┏━━

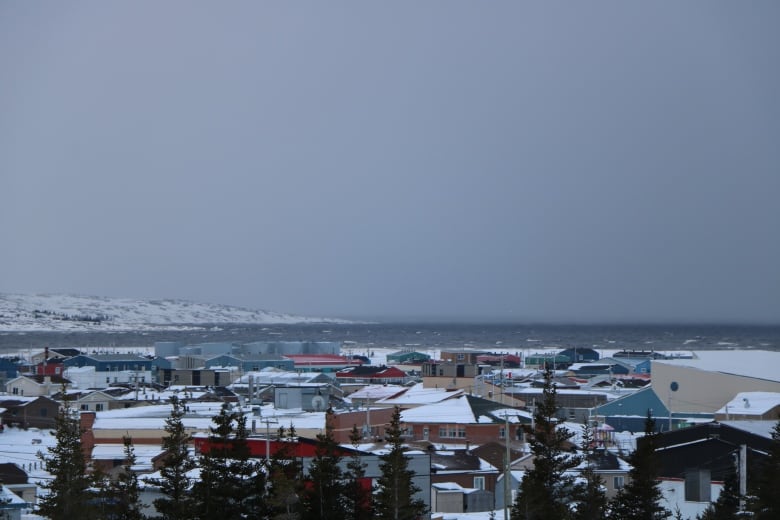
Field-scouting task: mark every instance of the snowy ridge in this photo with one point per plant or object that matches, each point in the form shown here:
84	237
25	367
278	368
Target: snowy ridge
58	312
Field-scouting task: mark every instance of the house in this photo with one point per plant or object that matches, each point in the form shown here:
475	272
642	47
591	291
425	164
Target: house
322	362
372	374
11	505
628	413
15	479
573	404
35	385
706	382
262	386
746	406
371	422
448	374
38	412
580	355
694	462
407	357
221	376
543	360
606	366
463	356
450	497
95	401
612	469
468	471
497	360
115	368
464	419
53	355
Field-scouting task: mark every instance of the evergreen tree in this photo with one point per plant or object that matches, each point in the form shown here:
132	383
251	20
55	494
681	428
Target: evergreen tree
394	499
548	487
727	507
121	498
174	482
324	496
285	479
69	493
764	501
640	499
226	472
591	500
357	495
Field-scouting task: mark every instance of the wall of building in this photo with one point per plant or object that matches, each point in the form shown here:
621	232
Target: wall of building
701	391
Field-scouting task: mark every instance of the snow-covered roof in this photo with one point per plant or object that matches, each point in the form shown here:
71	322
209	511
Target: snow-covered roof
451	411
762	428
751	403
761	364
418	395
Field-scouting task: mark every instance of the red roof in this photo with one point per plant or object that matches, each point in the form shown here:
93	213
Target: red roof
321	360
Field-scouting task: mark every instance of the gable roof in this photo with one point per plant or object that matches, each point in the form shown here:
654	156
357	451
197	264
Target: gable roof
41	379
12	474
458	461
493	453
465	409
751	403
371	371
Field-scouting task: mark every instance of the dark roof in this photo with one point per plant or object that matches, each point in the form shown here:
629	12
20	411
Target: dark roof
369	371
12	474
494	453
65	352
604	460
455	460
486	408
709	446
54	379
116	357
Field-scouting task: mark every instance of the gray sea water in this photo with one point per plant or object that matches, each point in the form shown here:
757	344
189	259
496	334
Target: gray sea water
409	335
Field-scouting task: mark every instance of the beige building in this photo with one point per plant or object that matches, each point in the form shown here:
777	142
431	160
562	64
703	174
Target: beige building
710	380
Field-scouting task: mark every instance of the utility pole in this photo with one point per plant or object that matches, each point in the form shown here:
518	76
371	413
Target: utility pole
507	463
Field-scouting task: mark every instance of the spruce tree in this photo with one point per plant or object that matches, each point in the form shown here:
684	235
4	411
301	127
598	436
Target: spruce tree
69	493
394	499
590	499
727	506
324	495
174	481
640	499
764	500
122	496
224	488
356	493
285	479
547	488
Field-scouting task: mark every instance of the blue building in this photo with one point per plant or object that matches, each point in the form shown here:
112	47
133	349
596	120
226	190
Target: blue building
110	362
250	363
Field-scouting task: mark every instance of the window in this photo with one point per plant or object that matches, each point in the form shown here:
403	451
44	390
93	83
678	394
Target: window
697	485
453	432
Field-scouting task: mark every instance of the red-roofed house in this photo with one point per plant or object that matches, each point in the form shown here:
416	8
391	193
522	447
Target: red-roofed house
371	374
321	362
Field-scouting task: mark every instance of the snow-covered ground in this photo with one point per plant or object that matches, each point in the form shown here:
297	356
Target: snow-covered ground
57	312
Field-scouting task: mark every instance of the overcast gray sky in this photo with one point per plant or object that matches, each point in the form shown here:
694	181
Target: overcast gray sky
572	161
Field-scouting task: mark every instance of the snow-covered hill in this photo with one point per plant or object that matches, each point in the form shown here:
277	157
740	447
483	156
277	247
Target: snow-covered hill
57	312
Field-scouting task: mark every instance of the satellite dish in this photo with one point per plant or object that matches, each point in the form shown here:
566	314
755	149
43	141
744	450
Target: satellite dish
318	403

┗━━
┏━━

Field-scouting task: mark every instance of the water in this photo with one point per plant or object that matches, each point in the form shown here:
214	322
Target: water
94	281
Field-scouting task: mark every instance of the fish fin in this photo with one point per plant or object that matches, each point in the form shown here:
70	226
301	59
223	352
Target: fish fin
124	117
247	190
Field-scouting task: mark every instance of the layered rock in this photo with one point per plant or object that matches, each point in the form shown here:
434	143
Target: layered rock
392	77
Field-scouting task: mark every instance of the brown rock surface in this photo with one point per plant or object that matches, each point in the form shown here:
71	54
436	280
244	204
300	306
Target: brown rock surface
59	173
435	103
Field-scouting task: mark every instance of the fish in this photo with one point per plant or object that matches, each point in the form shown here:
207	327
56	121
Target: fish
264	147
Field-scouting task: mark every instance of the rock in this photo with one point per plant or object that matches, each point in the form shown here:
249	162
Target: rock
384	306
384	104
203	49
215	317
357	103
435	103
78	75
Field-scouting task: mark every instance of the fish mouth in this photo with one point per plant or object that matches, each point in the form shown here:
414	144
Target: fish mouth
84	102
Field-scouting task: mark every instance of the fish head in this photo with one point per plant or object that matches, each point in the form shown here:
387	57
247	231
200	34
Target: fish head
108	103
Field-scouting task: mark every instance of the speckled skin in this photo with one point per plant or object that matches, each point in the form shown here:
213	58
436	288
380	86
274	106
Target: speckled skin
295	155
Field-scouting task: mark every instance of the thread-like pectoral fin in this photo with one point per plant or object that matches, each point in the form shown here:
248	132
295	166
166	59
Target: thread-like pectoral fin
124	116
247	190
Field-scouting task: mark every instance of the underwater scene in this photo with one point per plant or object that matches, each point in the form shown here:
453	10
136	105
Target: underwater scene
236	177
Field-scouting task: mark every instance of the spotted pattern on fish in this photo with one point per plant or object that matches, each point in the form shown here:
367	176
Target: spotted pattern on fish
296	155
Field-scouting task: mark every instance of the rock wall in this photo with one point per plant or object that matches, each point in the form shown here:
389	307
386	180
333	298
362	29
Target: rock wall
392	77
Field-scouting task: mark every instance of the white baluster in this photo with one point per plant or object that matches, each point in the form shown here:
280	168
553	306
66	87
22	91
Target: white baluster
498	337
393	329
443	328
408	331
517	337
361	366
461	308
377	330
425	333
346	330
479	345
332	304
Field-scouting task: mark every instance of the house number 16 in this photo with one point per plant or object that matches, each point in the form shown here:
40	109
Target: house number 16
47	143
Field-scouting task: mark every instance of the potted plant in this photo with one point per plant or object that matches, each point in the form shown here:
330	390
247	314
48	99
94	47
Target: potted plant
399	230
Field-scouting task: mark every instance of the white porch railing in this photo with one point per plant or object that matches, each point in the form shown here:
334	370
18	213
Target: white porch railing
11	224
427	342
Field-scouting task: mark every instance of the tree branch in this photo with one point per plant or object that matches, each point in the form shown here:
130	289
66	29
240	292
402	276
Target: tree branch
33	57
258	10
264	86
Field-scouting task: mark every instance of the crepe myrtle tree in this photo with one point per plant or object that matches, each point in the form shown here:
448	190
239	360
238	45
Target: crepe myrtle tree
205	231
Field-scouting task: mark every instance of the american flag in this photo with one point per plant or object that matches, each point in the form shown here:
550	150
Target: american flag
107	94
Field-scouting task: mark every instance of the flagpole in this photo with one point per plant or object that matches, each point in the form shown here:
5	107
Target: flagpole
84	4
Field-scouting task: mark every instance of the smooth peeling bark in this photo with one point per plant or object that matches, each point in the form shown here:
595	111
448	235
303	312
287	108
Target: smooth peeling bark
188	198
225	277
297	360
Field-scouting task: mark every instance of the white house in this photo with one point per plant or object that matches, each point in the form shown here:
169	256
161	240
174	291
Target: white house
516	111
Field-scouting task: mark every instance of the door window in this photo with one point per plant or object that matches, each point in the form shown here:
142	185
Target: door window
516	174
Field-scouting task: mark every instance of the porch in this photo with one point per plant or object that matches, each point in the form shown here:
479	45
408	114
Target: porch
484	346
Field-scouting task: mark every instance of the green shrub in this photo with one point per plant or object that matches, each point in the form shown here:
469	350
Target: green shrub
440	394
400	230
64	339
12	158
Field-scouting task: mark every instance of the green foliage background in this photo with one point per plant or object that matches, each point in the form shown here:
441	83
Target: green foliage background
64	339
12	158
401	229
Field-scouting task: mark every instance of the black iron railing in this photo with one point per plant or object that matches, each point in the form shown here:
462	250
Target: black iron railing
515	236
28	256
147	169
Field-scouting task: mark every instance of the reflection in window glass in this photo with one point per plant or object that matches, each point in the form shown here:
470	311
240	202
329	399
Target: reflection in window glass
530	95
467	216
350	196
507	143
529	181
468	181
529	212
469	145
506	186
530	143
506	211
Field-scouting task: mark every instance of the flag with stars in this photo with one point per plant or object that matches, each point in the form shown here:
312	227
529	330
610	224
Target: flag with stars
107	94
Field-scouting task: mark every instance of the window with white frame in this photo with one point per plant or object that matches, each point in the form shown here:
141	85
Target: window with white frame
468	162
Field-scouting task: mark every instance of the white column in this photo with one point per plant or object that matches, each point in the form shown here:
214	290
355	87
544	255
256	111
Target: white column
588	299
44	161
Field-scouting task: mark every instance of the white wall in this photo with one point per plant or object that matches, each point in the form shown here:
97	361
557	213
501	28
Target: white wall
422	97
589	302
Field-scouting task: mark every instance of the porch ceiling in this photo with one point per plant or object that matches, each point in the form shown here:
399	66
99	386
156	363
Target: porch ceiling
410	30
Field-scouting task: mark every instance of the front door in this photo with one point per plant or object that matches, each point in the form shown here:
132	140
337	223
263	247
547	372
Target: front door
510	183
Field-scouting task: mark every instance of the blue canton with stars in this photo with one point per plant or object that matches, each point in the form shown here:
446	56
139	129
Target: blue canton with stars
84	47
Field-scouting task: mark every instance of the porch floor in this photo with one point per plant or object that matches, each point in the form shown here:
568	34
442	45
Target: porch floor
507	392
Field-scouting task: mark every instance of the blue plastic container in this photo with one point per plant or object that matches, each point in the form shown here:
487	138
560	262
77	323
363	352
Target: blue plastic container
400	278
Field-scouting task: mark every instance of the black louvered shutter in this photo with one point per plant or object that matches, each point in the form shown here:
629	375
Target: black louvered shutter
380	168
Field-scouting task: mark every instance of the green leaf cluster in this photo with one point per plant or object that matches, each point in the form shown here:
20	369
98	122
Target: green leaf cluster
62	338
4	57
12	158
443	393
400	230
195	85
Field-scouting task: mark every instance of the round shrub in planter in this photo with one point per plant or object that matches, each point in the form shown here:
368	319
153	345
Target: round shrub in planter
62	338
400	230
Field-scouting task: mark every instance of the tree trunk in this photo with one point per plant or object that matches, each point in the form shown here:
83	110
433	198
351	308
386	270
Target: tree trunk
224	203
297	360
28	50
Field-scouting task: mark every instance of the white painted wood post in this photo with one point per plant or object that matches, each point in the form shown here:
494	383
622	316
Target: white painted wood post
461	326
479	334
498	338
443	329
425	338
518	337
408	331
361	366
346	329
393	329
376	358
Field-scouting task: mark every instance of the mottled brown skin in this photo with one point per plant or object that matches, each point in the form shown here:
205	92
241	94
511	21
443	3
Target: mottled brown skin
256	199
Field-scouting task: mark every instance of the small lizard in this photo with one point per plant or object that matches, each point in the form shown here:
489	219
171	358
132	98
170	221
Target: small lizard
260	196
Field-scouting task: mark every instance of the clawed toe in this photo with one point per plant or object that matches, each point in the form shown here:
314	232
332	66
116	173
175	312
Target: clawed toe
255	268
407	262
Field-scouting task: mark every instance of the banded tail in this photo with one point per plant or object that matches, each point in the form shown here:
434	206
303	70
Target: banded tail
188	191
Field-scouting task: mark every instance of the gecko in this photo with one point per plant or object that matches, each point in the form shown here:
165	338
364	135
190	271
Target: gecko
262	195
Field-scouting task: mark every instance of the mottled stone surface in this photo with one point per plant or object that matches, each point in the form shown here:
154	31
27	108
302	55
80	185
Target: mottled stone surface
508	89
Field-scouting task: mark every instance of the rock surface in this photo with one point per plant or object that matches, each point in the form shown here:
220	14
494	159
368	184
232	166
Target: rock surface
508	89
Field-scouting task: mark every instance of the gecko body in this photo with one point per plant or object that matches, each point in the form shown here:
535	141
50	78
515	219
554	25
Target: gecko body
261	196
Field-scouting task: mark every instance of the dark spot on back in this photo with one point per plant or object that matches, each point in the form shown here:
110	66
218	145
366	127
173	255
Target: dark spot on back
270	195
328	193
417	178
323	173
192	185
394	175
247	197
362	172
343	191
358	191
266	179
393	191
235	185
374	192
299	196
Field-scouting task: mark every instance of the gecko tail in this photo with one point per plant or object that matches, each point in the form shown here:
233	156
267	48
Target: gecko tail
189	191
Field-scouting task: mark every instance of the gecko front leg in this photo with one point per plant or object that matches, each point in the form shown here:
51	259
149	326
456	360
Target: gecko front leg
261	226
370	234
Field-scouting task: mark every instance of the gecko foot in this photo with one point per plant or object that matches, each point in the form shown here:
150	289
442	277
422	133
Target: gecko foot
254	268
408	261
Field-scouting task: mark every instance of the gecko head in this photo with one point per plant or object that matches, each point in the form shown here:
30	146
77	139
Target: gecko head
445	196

┗━━
┏━━

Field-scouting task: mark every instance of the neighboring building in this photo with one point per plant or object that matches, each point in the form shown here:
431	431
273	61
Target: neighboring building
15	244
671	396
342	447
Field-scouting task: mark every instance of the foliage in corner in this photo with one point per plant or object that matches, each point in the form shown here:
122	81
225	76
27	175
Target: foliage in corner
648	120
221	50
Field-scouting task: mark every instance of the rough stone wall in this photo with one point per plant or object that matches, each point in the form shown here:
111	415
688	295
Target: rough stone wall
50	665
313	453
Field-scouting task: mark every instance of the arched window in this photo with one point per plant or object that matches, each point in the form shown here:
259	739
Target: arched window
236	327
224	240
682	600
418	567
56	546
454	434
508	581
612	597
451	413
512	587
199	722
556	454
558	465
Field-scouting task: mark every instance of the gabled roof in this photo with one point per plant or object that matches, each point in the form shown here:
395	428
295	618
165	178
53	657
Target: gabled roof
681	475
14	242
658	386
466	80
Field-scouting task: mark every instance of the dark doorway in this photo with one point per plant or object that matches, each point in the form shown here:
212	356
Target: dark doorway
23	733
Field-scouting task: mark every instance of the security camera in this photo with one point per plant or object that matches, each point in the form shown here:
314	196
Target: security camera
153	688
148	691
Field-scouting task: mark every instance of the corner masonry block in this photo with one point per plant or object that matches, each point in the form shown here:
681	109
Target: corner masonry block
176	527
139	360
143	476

┗━━

:: GOAL OF THE EXERCISE ::
In the listing above, locate the line containing "Field-scouting task: mark every instance of the snowy" and the line containing "Field-scouting task: mark every instance of the gray". Transcribe those two lines and everything between them, exactly as written.

:: SOLUTION FOR THIS EXERCISE ::
Field-scouting task: mark every instance of the snowy ridge in this photo with one point per plant or object that matches, each point in the form shown here:
84	237
25	367
278	368
Target: snowy ridge
58	312
Field-scouting task: mark every instance of the house in this photo with one point per plant or object that matches, each point in the form shown here:
475	272
642	47
591	291
425	164
Target: house
322	362
372	374
11	505
628	413
15	479
573	404
35	385
706	382
262	386
746	406
371	422
448	374
38	412
580	355
694	462
407	357
221	376
543	360
606	366
463	356
450	497
95	401
612	469
468	471
497	360
115	368
464	419
53	355
Field-scouting task: mark every instance of the evergreen tree in this photo with one point per plant or object that matches, each point in the form shown here:
132	383
251	20
55	494
681	428
Target: evergreen tree
394	499
548	487
727	507
121	498
174	482
324	496
285	479
69	493
764	501
640	499
226	472
591	500
357	495
Field-scouting task: mark every instance of the wall of building in this photo with one point per plant or object that matches, each point in the form shown here:
621	232
Target: wall of building
701	391
Field-scouting task: mark every instance of the snow-covered roof in this photo with one point per plant or object that matches, each point in the form shown here:
71	322
209	511
Target: snow-covered roof
451	411
762	428
751	403
761	364
418	395
Field-scouting task: mark every instance of the red roof in this photo with one point per plant or object that matches, each point in the form shown here:
93	213
Target: red roof
321	360
Field-scouting task: mark every instance of the gable roof in this photo with one point per plant or object that matches, each point in the form shown here:
654	156
357	451
197	264
Target: gable roof
41	379
12	474
458	461
493	453
465	409
751	403
371	371
Field-scouting task: mark every instance of the dark roof in this photo with one point per plant or object that matches, each point in the form shown here:
629	12
20	411
Target: dark roof
369	371
12	474
494	453
65	352
604	460
455	460
486	408
709	446
54	379
116	357
Field-scouting task: mark every instance of the gray sea water in this photo with one point per plant or object that matches, each point in the form shown here:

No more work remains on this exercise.